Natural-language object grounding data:
# # #
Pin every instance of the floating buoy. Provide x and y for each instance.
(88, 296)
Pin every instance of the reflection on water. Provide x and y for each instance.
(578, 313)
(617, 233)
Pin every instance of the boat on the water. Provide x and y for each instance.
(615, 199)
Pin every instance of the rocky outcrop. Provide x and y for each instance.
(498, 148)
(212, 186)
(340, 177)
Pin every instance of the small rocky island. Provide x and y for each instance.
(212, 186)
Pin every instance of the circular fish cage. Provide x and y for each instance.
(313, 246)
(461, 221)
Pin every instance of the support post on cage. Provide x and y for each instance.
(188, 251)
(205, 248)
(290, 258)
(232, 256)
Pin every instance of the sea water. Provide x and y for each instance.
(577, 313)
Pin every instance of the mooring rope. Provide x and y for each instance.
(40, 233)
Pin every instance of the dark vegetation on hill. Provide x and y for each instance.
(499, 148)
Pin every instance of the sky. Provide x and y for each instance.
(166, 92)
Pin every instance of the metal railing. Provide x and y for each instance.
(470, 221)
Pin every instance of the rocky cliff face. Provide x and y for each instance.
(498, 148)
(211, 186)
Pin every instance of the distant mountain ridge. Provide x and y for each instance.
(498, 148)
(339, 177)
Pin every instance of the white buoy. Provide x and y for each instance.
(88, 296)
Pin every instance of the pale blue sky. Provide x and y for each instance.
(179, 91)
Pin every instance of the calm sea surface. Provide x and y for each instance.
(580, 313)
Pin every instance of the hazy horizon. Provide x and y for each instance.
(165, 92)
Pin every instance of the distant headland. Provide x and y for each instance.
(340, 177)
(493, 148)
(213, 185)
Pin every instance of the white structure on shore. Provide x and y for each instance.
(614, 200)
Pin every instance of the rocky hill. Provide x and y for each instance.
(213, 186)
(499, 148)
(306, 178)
# # #
● **TASK DESCRIPTION**: The reply should be a precise retyping of all the data.

● **WRITTEN REPLY**:
Pin every instance of the floating buoy. Provide x and y for each instance.
(88, 296)
Pin every instance of the reflection on water. Provide x and y for each instance.
(578, 313)
(617, 233)
Pin every instance of the boat on the water. Provide x and y for each instance.
(615, 199)
Pin every instance of the rocky outcrop. Provide x and y for each instance.
(498, 148)
(212, 186)
(340, 177)
Pin every instance of the small rocky island. Provide x and y for each instance.
(212, 186)
Pin every instance of the circular fish cage. Provide x and y for each instance.
(313, 246)
(461, 221)
Pin every instance of the support post on cage. Provide x and y for each instance.
(188, 251)
(205, 248)
(290, 258)
(232, 256)
Pin every instance of the sea water. Provide x and y for each instance.
(577, 313)
Pin every instance of the mooring rope. Provide x and y for each instance.
(40, 233)
Pin every instance of the dark vegetation on hill. Provide x and y for each instance.
(499, 148)
Pin every instance of the sky. Provide x and y for each instance.
(166, 92)
Pin every instance of the metal railing. Provide x and y for each instance.
(470, 221)
Pin every instance of the rocky cliff face. Provide x and y for each instance.
(498, 148)
(211, 186)
Pin every instance of the distant mountain ridge. Provide x and y for each instance.
(498, 148)
(339, 177)
Pin every instance of the white buoy. Provide x and y for each instance.
(88, 296)
Pin every instance of the pale blue sky. Provide x and y for each instance.
(179, 91)
Pin every instance of the calm sea surface. Provide x and y for each instance.
(580, 313)
Pin every instance of the hazy horizon. Provide x and y for each instance.
(165, 92)
Pin every instance of the distant headland. Provide x and y for each instance.
(340, 177)
(493, 148)
(213, 185)
Pin every instance of the white structure on shore. Provide x and y for each instance.
(614, 200)
Pin every instance of the rocky hill. Provide x and y for each instance.
(213, 186)
(499, 148)
(306, 178)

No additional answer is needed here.